- [Set problem]:
Rescale the rows from the line with "label: green tree" through the last line of the rows, both ends included, and write them out again with every line and request kept, multiplying each coordinate in the answers by 0.95 and rounding to a whole number, halves up. Output only those lines.

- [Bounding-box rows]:
⁂
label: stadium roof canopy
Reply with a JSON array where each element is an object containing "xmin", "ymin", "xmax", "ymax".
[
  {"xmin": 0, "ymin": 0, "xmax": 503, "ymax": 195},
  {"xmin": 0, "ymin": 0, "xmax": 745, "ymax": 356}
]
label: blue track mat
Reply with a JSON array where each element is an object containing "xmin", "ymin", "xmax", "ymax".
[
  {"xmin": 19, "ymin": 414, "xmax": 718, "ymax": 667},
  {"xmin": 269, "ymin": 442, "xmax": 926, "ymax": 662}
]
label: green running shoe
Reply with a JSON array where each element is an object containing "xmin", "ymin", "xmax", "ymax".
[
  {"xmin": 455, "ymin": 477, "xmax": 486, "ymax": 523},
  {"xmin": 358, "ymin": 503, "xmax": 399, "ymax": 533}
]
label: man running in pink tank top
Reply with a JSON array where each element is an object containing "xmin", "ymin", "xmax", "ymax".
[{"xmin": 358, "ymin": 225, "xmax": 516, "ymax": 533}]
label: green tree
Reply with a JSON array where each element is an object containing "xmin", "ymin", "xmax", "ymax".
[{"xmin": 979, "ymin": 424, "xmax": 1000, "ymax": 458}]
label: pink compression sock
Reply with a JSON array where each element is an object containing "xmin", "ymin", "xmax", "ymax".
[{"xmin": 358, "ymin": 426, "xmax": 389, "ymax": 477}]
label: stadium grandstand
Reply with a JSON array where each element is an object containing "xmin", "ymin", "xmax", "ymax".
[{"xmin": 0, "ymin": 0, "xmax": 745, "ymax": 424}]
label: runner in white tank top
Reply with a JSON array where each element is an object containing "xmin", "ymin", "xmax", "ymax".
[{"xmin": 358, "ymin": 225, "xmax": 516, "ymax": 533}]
⁂
- [Solved problem]:
label: green tree
Reply with a JSON array where each element is an object containing "xmin", "ymin", "xmax", "ymax".
[{"xmin": 930, "ymin": 403, "xmax": 950, "ymax": 435}]
label: pink compression sock
Reply with a JSON array where each element is an object containing "xmin", "ymin", "xmax", "ymax".
[{"xmin": 340, "ymin": 405, "xmax": 370, "ymax": 453}]
label: stadium grandstand
Reply with a JSON array where each element is an object containing "xmin", "ymin", "xmax", "ymax".
[{"xmin": 0, "ymin": 0, "xmax": 708, "ymax": 403}]
label: runner in white tank top
Reply with a JSON array where each element is an object containing "xmin", "ymin", "xmax", "ymax".
[{"xmin": 340, "ymin": 214, "xmax": 490, "ymax": 506}]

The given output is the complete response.